*** Text block ***

Yes, it's the card's own BIOS (nothing to do with the motherboard's). Not even sure if you can read or flash in safe mode. Are you able to read the BSOD error code (although not sure if that would be useful)?

But if an unstable machine the last thing you want to do is flash it with a high chance of it crashing during the flash: that would most likely brick the card.

Wonder if disabling the 5870 in device manager in safe mode and then using the 2500K's onboard would allow you to run some diagnostic stuff on the card? (But unlikely since if the card is disabled it shouldn't show up anywhere.)
 
Yes, it's the card's own BIOS (nothing to do with the motherboard's). Not even sure if you can read or flash in safe mode. Are you able to read the BSOD error code (although not sure if that would be useful)?

But if an unstable machine the last thing you want to do is flash it with a high chance of it crashing during the flash: that would most likely brick the card.

Wonder if disabling the 5870 in device manager in safe mode and then using the 2500K's onboard would allow you to run some diagnostic stuff on the card? (But unlikely since if the card is disabled it shouldn't show up anywhere.)

The BSOD is a common one. Caused by 'atihfpac.sys' which can be anything ranging from dodgy drivers to a faulty card.

I'm not using this card in my primary PC so no onboard GFX unfortunately.

The specs of the computer in question are:

Core 2 Duo E8200 2.66GHz
4GB DDR3 1066MHz
Gigabyte G41P-D3
250GB Barracuda 7200
CoreXtreme 500W

and usually an 8800GTS G80 OC, but obviously for these tests, the HD5870 instead.

My folding PC / LAN PC / server.
 
I had a 5870,idle temps should be around 38c,idle voltages around 0.9v,load gpu-z to see,remember it runs at full load clocks without drivers so temps will be high,tested with a clean windows install? Changing graphic cards to different model sometimes screws up the OS
 
I had a 5870,idle temps should be around 38c,idle voltages around 0.9v,load gpu-z to see,remember it runs at full load clocks without drivers so temps will be high,tested with a clean windows install? Changing graphic cards to different model sometimes screws up the OS

I'll try another OS install (already tried once, but back on the old one again now) just need to find a spare HDD to use.

This PC has been fine with graphics card swaps before. On the same install it has run an x1800xl, a 2600xt, an HD5450 and an 8800GTS without any gripes.
 
Might be,I've just switched a 5770 to a 7850 and no matter what I did I couldnt get sleeping dogs to load,new windows install cured it

So its worth a shot
 
Might be,I've just switched a 5770 to a 7850 and no matter what I did I couldnt get sleeping dogs to load,new windows install cured it

So its worth a shot

But the idle temperature :L surely that can't be normal even without drivers?
 
Could be as its running at full clocks,it only enters power saving clocks/voltages when the drivers are installed
 
Could be as its running at full clocks,it only enters power saving clocks/voltages when the drivers are installed

OK Thanks, this has restored hope to a certain degree. I'll test out a few things later. Watch this space.
 
OK so I installed another copy of windows 7 on a seperate drive partition and downloaded the drivers etc, and the same thing occurred, BSOD on startup, same error code. So now I am downloading the RBE and checking the settings... If this doesnt work, it looks like it's game over for this poor old 5870 :/
 
Well you know it's possible that the card has something wrong with it: the most likely thing is memory chips although your temps suggest the GPU chip itself or even the VRM (i.e. if it's gone faulty it may be supplying more voltage than it should).
 
You need a digital volt meter to check the voltage at the GPU until you can rectify the hot running at idle you have little hope of progressing further ;)
 
Another thought, copy the cards bios and edit the power states right down..re flash and see if the card responds. If it does not it's a gonna !
 
If all else fails bake it !!! throw it in the oven for half an hour!!! :p

Could be that you have loose solder joints!!! When drivers are installed they make the card operate as intended, safe mode only runs the card at basic level same with 1 st installation of windows although thats a little more advanced than safe as windows areo is running usually.

*** End of Text block ***
*** Entries provided ***

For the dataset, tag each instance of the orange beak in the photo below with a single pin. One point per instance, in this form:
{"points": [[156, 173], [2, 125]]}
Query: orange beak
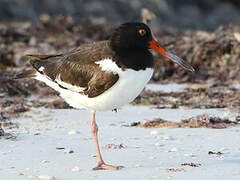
{"points": [[161, 50]]}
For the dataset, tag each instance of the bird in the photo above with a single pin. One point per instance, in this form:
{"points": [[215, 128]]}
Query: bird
{"points": [[103, 75]]}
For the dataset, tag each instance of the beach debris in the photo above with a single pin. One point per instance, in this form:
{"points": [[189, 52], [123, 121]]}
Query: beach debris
{"points": [[191, 164], [215, 153]]}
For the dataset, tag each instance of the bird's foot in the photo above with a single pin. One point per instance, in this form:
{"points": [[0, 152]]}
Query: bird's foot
{"points": [[103, 166]]}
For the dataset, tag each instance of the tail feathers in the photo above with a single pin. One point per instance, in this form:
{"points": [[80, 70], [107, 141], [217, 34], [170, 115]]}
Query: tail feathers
{"points": [[26, 74]]}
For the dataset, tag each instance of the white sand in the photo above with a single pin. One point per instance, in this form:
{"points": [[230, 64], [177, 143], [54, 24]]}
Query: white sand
{"points": [[148, 153]]}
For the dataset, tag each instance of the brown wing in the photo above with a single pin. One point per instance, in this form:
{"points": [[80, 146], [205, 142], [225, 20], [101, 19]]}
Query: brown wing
{"points": [[78, 68]]}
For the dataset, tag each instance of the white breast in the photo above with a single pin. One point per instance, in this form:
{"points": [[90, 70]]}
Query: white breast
{"points": [[125, 90]]}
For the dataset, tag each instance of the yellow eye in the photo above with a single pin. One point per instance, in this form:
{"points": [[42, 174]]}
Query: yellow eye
{"points": [[142, 32]]}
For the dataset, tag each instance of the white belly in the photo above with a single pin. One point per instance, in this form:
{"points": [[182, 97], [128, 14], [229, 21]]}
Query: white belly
{"points": [[125, 90]]}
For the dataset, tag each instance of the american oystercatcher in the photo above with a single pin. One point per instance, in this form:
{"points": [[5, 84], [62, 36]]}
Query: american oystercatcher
{"points": [[103, 75]]}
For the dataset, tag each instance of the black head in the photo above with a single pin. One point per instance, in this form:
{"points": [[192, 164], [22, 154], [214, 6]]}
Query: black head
{"points": [[138, 37], [132, 35]]}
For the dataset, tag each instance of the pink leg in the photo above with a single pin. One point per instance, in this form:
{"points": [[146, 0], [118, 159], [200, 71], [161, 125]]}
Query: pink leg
{"points": [[101, 164]]}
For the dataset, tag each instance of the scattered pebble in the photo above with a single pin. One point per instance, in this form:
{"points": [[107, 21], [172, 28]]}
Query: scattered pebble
{"points": [[175, 170], [45, 177], [114, 146], [68, 151], [44, 161], [76, 169], [164, 138], [216, 153], [154, 132], [159, 144], [73, 132], [191, 164], [173, 150], [190, 155]]}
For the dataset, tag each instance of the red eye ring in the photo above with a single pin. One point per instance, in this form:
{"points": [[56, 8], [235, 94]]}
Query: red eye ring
{"points": [[142, 32]]}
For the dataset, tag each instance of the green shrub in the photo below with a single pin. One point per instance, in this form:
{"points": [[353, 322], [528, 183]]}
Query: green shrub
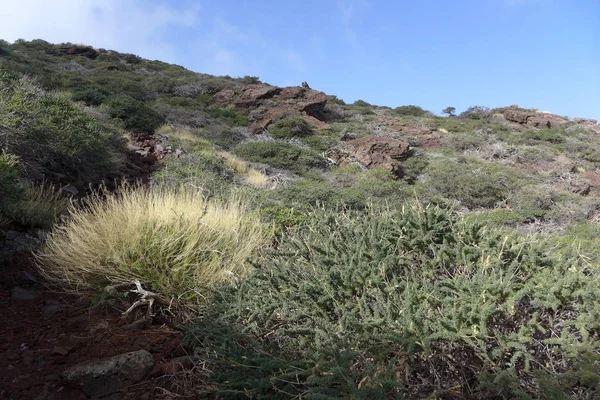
{"points": [[307, 193], [473, 183], [281, 155], [361, 103], [135, 115], [465, 141], [11, 189], [551, 135], [52, 135], [476, 112], [409, 304], [91, 95], [289, 127], [411, 110]]}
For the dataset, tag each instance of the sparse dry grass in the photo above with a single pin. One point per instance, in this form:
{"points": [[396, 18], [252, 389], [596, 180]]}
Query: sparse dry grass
{"points": [[173, 241], [42, 204], [257, 179], [251, 175]]}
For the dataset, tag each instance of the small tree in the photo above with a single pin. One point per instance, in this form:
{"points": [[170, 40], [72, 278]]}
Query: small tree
{"points": [[450, 111]]}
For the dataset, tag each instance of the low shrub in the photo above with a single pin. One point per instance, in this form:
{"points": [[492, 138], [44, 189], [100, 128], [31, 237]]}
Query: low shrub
{"points": [[411, 110], [91, 95], [11, 189], [289, 127], [308, 193], [135, 115], [476, 112], [473, 183], [173, 241], [52, 135], [281, 155], [410, 304]]}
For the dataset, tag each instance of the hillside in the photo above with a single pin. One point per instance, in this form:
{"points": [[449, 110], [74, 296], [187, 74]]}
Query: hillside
{"points": [[385, 244]]}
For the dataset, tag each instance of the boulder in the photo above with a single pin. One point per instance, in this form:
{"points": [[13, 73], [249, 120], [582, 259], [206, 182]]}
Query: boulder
{"points": [[534, 119], [372, 152], [77, 50], [100, 378], [267, 103]]}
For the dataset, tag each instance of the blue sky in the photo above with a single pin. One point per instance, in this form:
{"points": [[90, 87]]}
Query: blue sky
{"points": [[541, 54]]}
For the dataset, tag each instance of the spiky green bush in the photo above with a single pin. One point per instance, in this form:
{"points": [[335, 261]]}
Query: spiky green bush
{"points": [[281, 155], [11, 190], [408, 304], [135, 115], [473, 183], [289, 127]]}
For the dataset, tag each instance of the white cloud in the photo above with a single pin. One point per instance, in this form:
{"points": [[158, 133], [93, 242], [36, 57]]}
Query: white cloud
{"points": [[177, 32], [134, 26]]}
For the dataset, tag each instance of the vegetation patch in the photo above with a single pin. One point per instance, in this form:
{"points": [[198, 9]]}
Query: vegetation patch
{"points": [[51, 135], [173, 241], [410, 304], [281, 155], [289, 127]]}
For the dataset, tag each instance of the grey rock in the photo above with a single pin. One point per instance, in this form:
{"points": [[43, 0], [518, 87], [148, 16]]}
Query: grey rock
{"points": [[100, 378], [19, 293]]}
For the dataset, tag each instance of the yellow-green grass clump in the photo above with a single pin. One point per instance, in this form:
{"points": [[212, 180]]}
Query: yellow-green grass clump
{"points": [[173, 241]]}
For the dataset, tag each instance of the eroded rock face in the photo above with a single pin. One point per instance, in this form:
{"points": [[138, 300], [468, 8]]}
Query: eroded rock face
{"points": [[85, 51], [372, 152], [534, 119], [106, 376], [269, 103]]}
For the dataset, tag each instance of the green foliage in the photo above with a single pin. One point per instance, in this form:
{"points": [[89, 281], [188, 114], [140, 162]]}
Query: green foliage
{"points": [[307, 193], [385, 305], [335, 100], [411, 110], [473, 183], [282, 217], [52, 135], [552, 135], [292, 126], [135, 115], [462, 142], [281, 155], [91, 95], [249, 80], [11, 189], [476, 112], [361, 103]]}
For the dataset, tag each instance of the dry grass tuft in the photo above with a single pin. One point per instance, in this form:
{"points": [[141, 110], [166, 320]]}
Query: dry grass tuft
{"points": [[173, 241], [251, 175]]}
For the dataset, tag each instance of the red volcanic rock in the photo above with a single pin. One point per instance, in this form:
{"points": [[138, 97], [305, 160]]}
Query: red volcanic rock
{"points": [[534, 119], [372, 152]]}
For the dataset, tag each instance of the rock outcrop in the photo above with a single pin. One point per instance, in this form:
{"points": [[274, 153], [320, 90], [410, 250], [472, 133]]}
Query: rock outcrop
{"points": [[266, 103], [427, 138], [104, 377], [372, 152], [77, 50], [534, 119]]}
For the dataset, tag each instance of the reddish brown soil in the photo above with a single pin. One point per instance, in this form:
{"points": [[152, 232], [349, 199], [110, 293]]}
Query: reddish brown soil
{"points": [[40, 338]]}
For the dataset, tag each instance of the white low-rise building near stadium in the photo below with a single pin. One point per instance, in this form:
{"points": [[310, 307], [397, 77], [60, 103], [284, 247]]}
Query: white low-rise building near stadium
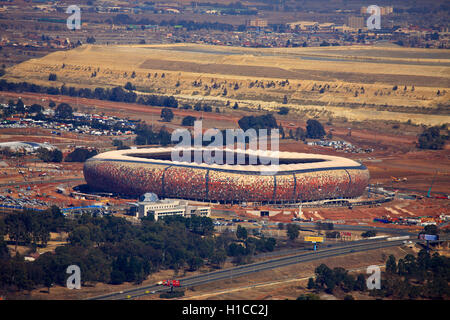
{"points": [[150, 205]]}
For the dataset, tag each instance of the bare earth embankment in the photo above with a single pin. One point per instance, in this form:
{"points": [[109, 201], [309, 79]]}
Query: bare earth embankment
{"points": [[353, 83]]}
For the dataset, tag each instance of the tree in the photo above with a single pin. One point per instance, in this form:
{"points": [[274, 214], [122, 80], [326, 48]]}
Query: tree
{"points": [[369, 233], [311, 284], [166, 114], [283, 110], [314, 129], [20, 106], [241, 233], [300, 134], [64, 111], [35, 108], [391, 265], [360, 284], [188, 121], [292, 231], [129, 86], [432, 139], [80, 155]]}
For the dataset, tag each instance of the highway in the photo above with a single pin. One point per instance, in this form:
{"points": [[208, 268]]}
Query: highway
{"points": [[357, 246]]}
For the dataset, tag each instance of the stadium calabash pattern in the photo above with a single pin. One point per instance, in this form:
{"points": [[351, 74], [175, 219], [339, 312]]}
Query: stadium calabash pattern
{"points": [[325, 177]]}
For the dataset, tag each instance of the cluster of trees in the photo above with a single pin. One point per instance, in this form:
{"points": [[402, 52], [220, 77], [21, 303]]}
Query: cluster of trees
{"points": [[31, 227], [330, 279], [188, 121], [166, 114], [122, 19], [314, 129], [145, 135], [243, 250], [112, 250], [299, 134], [431, 138], [118, 94], [47, 155], [80, 155], [369, 234], [160, 101], [425, 276], [19, 107]]}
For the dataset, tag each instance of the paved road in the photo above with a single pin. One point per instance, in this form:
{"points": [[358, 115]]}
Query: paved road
{"points": [[240, 271]]}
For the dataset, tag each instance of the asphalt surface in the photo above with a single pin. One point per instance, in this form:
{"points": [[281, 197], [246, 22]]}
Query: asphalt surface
{"points": [[240, 271]]}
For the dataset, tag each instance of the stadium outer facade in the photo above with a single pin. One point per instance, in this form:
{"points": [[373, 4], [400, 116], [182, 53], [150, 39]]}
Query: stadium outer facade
{"points": [[305, 177]]}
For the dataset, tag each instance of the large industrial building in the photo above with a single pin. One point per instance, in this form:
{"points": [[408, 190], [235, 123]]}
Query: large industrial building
{"points": [[300, 177]]}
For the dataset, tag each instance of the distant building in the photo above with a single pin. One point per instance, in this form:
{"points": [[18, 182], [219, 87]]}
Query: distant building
{"points": [[356, 22], [303, 25], [257, 23], [383, 10], [151, 205]]}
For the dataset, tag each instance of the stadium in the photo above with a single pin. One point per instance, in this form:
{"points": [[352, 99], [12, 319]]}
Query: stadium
{"points": [[300, 177]]}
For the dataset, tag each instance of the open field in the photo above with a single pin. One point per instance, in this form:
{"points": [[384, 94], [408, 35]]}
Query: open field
{"points": [[354, 83]]}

*** End of Entries provided ***

# Exercise brief
In the forum thread about the troubled HD5870 card, which file is named as the cause of the BSOD?

# Exercise output
The file atihfpac.sys is named as the cause of the BSOD.